(Stored items from a collection)
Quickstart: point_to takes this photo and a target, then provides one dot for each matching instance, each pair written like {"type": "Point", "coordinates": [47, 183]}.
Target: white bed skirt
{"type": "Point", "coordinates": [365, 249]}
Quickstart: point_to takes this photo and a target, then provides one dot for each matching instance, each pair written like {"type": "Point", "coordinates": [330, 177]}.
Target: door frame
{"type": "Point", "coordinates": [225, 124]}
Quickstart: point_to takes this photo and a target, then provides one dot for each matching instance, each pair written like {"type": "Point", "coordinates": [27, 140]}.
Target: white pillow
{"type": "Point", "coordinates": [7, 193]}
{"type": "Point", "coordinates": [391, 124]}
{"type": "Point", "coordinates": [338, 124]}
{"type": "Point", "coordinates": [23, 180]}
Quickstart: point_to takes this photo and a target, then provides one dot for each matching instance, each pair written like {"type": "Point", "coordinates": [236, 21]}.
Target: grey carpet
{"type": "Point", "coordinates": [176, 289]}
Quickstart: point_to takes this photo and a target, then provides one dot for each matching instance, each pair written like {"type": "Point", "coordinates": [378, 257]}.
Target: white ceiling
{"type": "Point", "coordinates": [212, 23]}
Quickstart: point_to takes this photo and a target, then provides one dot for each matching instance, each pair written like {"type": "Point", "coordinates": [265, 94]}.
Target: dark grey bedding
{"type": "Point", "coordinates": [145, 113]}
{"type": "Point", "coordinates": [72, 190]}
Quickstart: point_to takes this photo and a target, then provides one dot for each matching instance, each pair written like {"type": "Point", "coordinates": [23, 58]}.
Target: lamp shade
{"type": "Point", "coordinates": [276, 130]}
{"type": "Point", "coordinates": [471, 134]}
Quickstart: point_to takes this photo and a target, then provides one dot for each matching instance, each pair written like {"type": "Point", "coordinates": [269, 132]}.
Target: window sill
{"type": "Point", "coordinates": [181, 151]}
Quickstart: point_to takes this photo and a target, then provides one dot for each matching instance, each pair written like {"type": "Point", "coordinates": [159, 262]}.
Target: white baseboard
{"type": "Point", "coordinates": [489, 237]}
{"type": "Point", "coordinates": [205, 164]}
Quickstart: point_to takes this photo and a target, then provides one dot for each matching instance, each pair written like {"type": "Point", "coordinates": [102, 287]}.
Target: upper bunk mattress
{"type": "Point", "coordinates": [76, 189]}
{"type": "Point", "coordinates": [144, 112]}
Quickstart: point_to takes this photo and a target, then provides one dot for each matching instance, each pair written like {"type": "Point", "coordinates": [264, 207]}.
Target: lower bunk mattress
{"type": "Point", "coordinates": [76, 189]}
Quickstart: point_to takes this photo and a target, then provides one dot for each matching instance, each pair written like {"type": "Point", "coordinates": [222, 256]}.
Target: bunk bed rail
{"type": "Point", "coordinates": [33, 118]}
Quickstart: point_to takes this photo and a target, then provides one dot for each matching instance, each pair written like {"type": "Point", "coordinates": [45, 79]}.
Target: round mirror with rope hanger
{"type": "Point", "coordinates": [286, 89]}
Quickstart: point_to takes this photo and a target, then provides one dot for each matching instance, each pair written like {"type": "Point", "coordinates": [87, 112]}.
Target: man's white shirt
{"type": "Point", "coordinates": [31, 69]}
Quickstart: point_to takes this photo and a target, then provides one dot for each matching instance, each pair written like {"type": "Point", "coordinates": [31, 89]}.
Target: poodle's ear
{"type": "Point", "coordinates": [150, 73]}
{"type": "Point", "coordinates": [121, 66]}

§ **WHAT YOU NEED TO DO**: Write the data out again. Match it word for word.

§ **TASK OUTPUT**:
Quickstart: point_to takes this photo and a target, then provides one dot for each matching instance, each pair written like {"type": "Point", "coordinates": [47, 183]}.
Target: white bed skirt
{"type": "Point", "coordinates": [365, 249]}
Quickstart: point_to takes this photo and a target, then provides one dot for each matching instance, each pair written like {"type": "Point", "coordinates": [330, 177]}.
Target: door frame
{"type": "Point", "coordinates": [225, 124]}
Quickstart: point_to takes this photo and a target, then provides one dot for each matching instance, each pair written like {"type": "Point", "coordinates": [27, 140]}.
Target: white pillow
{"type": "Point", "coordinates": [7, 193]}
{"type": "Point", "coordinates": [391, 124]}
{"type": "Point", "coordinates": [338, 124]}
{"type": "Point", "coordinates": [23, 180]}
Quickstart: point_to takes this photo and a target, then provides one dot for each matching instance, each pair written like {"type": "Point", "coordinates": [236, 21]}.
Target: grey carpet
{"type": "Point", "coordinates": [176, 289]}
Quickstart: point_to takes this photo and a target, then provides one dot for each matching instance, each pair written like {"type": "Point", "coordinates": [378, 257]}.
Target: white ceiling
{"type": "Point", "coordinates": [212, 23]}
Quickstart: point_to takes this photo and a target, then provides one dot for each matching instance, each pair written like {"type": "Point", "coordinates": [265, 94]}.
Target: dark grey bedding
{"type": "Point", "coordinates": [145, 113]}
{"type": "Point", "coordinates": [72, 190]}
Quickstart: point_to takes this photo and a target, then provides one dot for each matching instance, each pair written like {"type": "Point", "coordinates": [23, 58]}.
Target: lamp shade
{"type": "Point", "coordinates": [276, 130]}
{"type": "Point", "coordinates": [471, 134]}
Quickstart: point_to takes this photo and a target, then provides one dot for each matching instance, each pair written like {"type": "Point", "coordinates": [269, 132]}.
Target: window sill
{"type": "Point", "coordinates": [181, 151]}
Quickstart: point_to takes this photo and a target, then provides one dot for each matching instance, each pair written like {"type": "Point", "coordinates": [159, 262]}.
Target: white baseboard
{"type": "Point", "coordinates": [489, 237]}
{"type": "Point", "coordinates": [205, 164]}
Quickstart: point_to takes this photo and a target, then provides one dot for each matching instance, each pair written like {"type": "Point", "coordinates": [102, 287]}.
Target: upper bunk mattress
{"type": "Point", "coordinates": [76, 189]}
{"type": "Point", "coordinates": [144, 112]}
Quickstart: point_to takes this photo and a target, then provides one dot for each matching instance, each pair written like {"type": "Point", "coordinates": [264, 207]}.
Target: lower bunk mattress
{"type": "Point", "coordinates": [76, 189]}
Quickstart: point_to takes this photo and a target, then provides one dot for each matching instance, each pair written like {"type": "Point", "coordinates": [222, 256]}.
Target: bunk bed rail
{"type": "Point", "coordinates": [33, 118]}
Quickstart: point_to takes this photo and a target, then provides one dot for each matching instance, each pair written like {"type": "Point", "coordinates": [45, 79]}.
Target: round mirror with rope hanger
{"type": "Point", "coordinates": [286, 89]}
Quickstart: point_to takes this photo and a target, then provides one dot for each matching instance, each pair written like {"type": "Point", "coordinates": [87, 112]}.
Target: man's white shirt
{"type": "Point", "coordinates": [31, 69]}
Quickstart: point_to takes this photo and a target, then provides one dot for each matching instance, each pair written like {"type": "Point", "coordinates": [31, 89]}.
Target: poodle's ear
{"type": "Point", "coordinates": [150, 73]}
{"type": "Point", "coordinates": [121, 66]}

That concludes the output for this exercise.